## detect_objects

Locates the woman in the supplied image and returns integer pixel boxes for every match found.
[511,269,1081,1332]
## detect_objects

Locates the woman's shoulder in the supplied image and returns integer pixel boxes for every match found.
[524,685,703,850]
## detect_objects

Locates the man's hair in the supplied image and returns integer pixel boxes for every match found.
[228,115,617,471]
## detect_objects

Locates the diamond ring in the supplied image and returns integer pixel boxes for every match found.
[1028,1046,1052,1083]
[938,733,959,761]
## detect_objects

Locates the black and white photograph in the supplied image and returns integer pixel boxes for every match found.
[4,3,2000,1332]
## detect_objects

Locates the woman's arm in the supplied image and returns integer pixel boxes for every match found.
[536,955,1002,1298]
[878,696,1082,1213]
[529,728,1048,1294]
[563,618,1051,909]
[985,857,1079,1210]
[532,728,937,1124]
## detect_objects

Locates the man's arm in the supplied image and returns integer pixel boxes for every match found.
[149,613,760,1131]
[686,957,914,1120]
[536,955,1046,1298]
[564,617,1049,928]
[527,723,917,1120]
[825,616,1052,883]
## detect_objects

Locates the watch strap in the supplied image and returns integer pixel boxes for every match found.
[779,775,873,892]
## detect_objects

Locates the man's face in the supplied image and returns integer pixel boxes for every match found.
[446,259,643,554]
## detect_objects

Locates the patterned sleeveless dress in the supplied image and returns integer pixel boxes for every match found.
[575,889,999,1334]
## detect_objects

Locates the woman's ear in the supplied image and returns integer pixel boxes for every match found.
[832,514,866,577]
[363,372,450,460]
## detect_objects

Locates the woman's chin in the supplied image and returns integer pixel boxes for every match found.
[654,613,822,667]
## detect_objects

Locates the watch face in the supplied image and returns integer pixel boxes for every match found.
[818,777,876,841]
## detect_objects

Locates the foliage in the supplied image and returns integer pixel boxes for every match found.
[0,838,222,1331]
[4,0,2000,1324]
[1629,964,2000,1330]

• Your objective
The records above are to be transcribed exactly and completely.

• Answer to this problem
## detect_objects

Locates the woman in the supplied image and returns integer pixel boxes for every match found.
[511,269,1081,1332]
## detect_objects

Locates the woman's shoulder in the supplied image and returns integer pixel boxes for every match found.
[524,685,703,850]
## detect_objects

Locates the man's hair in the supplied image and returns integer pixel boxes for every match found.
[228,115,617,471]
## detect_objects

Locates the diamond ring in the supplied image and returns integer pixel boxes for every match found.
[1028,1046,1052,1083]
[938,733,959,761]
## detect_objects

Locates the black and white photograph in the supplied image and returns integer pixel boxes for every match found.
[4,3,2000,1332]
## detect_objects

Locates the woman's arm in the supplied image and returns integer pixel boxes for every match found.
[536,955,1002,1298]
[878,696,1082,1213]
[529,728,1048,1294]
[563,618,1051,909]
[985,857,1079,1210]
[532,728,937,1124]
## detect_objects

Locates the man's arm in the supplied image and returns integer pixel boxes for every match found.
[149,613,760,1131]
[686,957,914,1120]
[536,955,1046,1298]
[564,617,1049,928]
[527,723,917,1120]
[825,616,1052,883]
## detect_objects

Locates the watch strap in the supplied image and returns integer pixel boxes for every match found.
[779,775,873,892]
## detect_objects

Locates the man's face in the supplied image and returns integer pixel boxes for every match found.
[446,259,643,554]
## detect_objects

Locates the patterned sleeveless dress in the supplied image and returns integer pixel boxes for every match found.
[575,889,999,1334]
## detect_objects

Locates the woman's ear in the supplied image and returns integer pixel boxes for every match found.
[832,514,866,577]
[363,372,450,460]
## detect_objects

Locates the woman's chin in the supplied image and returns integer pixel boxes for every match found.
[654,613,822,667]
## detect_objects

Locates the watch face in the supplied image and returns integer pixel boxes for every match found.
[818,777,876,841]
## detect_objects

Locates the foliage in the supplied image and returns integer pixel boxes for every match found.
[0,838,222,1331]
[4,0,2000,1324]
[1629,964,2000,1330]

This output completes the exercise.